■ **Exercise instructions**
Output each of the entries exactly, skipping every picture they contain.
─── Data shown
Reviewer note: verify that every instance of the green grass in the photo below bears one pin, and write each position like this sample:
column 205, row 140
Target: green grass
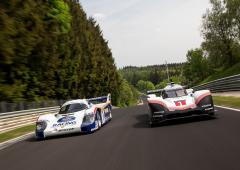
column 221, row 73
column 228, row 101
column 16, row 133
──────
■ **Answer section**
Reviewer note: verify that every instance of the green grass in the photo below bears one pin, and write each position like this sample:
column 205, row 140
Target: green grass
column 221, row 73
column 228, row 101
column 16, row 133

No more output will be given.